In 2019, Horowitz published an analysis of tapering techniques for SSRIs, with the goal of mitigating withdrawal during discontinuation. According to PET imaging, SSRIs have a dose-response relationship with serotonin receptor occupancy which is hyperbolic rather than linear. This means that as the dose of an SSRI increases, the relative increase in effect becomes smaller and smaller. This phenomenon has been known with other drugs such as benzodiazepines; however tapering guidelines for SSRIs at the time had recommended linear dose reductions which make withdrawal reactions more likely at smaller doses. This is because for a fixed dose increment (such as 5 mg), changes at lower doses produce a larger change in receptor occupancy than changes at higher doses. For example, reducing the drug citalopram from 20 mg to 15 mg results in only a 3% absolute decrease in receptor occupancy, but reducing from 5 mg to 0 mg results in a much larger decrease of 58%. The practical implication is that when stopping an SSRI, it needs to be reduced more slowly at smaller doses to prevent withdrawal. Horowitz suggests hyperbolic tapering, where the dose reductions become progressively smaller over time. For citalopram, a hyperbolic tapering regimen of 20 mg, 9.1 mg, 5.4 mg, 3.4 mg, 2.3 mg, 1.5 mg, 0.8 mg, 0.4 mg, then 0 mg translates into an approximate 10% reduction in serotonin receptor occupancy with each dose decrease. This makes the effect on receptor occupancy of each reduction approximately linear rather than becoming increasingly large at smaller doses. Because of differences between individuals, Horowitz also recommends that the tapering process should be personalized to each patient with ongoing monitoring.

- _Work instruction_: Can you sum up the excerpt on SSRI tapering in two sentences?

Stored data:
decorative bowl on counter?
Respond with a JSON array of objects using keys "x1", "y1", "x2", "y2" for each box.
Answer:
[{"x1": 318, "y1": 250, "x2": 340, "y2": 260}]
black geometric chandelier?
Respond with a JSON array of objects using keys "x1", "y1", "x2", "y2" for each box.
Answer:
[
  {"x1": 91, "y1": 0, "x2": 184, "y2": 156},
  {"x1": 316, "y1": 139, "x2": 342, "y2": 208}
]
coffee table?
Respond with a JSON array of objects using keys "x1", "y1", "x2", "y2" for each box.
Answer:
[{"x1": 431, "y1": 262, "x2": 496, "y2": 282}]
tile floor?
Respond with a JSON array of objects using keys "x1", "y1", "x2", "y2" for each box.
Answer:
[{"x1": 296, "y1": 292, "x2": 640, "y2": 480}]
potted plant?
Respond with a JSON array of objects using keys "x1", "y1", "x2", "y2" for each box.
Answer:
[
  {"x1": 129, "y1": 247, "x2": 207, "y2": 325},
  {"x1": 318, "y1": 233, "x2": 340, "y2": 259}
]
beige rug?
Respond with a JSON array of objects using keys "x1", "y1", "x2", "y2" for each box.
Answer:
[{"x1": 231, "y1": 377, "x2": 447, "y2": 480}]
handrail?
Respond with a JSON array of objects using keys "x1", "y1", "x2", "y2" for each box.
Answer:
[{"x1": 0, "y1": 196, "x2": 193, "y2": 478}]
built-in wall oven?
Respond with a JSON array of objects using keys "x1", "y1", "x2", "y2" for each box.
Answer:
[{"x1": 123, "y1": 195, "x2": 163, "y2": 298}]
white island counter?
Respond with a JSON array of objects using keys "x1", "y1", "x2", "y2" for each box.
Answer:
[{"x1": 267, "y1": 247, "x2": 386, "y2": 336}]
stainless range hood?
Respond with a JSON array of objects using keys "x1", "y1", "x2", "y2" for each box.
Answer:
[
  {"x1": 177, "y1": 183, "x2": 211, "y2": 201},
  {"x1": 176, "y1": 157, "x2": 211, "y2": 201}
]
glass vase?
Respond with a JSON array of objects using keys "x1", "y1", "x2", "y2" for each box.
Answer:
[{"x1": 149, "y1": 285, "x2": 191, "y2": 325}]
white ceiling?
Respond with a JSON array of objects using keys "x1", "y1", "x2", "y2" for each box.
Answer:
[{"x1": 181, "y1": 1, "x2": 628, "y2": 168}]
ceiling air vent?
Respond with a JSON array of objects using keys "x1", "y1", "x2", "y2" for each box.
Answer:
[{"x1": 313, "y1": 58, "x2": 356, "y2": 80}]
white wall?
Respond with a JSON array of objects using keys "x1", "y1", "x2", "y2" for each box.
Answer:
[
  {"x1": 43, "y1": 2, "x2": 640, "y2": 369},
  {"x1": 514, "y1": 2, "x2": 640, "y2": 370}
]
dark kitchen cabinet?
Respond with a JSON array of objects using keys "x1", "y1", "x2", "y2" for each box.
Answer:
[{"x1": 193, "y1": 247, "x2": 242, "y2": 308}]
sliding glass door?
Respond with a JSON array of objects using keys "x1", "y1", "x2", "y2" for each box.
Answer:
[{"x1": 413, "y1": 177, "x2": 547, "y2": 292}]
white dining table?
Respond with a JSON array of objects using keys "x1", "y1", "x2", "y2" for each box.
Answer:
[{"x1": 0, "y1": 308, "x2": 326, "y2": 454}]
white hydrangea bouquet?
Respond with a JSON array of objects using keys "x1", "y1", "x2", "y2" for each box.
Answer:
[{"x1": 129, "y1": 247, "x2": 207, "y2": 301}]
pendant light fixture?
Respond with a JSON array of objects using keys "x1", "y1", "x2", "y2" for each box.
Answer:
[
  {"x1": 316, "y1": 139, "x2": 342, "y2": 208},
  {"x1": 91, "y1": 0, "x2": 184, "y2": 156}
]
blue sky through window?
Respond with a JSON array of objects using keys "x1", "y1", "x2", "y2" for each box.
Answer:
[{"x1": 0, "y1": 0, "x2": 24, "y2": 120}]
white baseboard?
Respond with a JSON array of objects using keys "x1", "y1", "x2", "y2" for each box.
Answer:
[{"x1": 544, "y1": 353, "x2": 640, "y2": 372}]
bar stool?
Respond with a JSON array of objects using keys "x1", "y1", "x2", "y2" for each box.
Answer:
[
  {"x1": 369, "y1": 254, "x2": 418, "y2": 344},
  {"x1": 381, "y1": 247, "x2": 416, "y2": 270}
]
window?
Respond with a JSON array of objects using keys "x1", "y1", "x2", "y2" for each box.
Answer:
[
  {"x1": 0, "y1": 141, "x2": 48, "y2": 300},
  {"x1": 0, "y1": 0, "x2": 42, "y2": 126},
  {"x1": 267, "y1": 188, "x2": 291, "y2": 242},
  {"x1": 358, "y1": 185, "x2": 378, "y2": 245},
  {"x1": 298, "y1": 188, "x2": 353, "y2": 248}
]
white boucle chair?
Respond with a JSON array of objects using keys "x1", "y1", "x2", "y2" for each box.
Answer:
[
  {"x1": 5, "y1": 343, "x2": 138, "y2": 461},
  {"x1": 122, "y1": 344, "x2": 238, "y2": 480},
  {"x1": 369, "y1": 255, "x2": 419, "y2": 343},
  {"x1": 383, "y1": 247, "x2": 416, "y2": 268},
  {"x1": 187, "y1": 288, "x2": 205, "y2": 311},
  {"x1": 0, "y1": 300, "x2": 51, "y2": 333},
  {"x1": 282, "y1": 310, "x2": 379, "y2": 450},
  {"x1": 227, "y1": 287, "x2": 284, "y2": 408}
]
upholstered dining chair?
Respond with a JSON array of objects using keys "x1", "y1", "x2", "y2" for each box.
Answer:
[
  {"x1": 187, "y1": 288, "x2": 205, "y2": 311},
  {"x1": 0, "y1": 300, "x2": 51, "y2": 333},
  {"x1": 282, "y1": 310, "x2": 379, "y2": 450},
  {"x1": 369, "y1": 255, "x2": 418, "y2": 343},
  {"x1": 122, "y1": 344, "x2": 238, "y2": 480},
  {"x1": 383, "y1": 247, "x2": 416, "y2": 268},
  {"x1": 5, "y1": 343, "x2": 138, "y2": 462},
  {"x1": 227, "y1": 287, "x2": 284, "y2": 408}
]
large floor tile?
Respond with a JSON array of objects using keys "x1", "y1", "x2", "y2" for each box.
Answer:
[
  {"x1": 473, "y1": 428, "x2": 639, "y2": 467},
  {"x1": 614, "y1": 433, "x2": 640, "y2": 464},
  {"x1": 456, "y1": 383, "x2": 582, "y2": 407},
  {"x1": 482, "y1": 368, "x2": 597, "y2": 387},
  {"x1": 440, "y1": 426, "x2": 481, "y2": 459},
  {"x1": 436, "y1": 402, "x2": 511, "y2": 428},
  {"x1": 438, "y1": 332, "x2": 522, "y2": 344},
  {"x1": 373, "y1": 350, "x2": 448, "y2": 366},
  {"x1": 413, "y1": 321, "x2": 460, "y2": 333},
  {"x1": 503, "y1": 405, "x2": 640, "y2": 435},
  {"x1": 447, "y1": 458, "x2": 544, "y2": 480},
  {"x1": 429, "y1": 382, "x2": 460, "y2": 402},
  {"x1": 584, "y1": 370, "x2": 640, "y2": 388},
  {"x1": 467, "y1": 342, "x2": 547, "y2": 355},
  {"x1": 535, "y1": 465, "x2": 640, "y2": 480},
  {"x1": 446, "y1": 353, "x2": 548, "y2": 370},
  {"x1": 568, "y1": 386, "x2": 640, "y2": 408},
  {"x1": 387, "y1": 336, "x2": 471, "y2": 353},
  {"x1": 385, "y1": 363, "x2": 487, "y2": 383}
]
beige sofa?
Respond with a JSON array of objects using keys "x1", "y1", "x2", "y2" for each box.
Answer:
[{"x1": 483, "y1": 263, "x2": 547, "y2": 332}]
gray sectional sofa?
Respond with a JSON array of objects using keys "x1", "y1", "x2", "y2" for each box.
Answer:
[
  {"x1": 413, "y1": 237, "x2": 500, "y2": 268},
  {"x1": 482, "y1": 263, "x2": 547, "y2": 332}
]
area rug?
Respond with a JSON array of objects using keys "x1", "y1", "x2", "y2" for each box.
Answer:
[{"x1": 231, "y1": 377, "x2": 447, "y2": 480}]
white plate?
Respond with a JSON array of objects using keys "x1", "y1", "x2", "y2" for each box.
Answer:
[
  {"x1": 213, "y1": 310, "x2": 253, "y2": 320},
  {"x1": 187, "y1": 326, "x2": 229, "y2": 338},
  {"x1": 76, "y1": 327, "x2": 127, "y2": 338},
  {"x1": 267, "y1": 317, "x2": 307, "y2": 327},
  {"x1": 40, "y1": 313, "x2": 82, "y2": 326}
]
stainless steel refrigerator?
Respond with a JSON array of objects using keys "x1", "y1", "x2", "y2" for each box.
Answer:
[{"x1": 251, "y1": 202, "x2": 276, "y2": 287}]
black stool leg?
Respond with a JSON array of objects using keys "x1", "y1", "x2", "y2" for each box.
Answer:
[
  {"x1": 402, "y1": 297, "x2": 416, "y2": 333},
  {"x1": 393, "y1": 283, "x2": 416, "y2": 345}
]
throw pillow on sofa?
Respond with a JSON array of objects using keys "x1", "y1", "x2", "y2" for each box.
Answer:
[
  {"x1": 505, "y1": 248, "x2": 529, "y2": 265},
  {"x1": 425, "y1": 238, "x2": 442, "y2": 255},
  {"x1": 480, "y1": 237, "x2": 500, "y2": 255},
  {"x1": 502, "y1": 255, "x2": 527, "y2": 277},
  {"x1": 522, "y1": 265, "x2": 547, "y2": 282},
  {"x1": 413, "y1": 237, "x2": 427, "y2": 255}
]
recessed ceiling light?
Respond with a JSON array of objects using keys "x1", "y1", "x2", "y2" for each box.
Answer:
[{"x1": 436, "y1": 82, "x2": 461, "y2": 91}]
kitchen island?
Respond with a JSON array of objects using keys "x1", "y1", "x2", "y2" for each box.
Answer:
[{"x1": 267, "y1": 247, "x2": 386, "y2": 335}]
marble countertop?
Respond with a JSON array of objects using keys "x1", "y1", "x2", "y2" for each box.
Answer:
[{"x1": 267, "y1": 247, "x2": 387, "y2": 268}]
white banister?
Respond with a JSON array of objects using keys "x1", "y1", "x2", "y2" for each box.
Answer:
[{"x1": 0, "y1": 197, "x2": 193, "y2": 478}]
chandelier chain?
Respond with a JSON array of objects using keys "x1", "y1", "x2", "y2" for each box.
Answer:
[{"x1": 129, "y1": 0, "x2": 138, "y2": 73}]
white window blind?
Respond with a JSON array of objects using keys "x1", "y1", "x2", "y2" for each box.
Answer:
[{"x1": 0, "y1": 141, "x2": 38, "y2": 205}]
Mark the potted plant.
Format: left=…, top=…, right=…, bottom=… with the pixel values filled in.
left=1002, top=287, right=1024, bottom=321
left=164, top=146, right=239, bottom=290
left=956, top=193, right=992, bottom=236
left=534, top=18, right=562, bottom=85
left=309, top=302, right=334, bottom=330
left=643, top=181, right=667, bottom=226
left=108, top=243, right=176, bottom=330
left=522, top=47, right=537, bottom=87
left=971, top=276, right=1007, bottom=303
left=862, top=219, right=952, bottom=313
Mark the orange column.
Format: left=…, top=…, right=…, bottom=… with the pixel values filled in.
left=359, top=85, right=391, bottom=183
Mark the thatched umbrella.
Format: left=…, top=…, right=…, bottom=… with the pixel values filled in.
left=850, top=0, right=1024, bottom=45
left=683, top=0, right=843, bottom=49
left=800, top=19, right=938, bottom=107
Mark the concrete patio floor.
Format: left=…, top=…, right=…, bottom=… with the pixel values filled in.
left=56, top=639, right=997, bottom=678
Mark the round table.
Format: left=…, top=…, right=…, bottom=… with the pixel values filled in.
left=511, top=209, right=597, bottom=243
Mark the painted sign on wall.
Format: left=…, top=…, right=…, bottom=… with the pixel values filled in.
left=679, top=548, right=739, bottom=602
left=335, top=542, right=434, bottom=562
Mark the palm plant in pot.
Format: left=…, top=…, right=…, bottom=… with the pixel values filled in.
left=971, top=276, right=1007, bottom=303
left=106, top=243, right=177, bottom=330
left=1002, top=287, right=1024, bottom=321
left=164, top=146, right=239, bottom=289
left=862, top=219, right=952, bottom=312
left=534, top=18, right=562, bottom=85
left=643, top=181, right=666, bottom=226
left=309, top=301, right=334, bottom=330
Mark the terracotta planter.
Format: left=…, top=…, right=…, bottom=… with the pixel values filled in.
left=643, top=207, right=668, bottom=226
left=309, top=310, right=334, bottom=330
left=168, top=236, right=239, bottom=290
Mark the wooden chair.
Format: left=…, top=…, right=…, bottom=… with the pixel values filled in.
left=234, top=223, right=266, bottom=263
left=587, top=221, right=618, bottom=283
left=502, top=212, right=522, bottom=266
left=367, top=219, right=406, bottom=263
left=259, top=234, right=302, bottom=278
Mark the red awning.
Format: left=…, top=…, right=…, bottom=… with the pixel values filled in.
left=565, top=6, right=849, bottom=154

- _Problem solution_: In 2019, Horowitz analyzed SSRI tapering and noted that receptor occupancy rises hyperbolically with dose, so the linear dose reductions then recommended make withdrawal more likely at smaller doses, where a fixed cut changes occupancy far more. Horowitz proposes hyperbolic tapering, with progressively smaller reductions that for citalopram lower occupancy by about 10% at each step, and recommends personalizing the process to each patient with ongoing monitoring.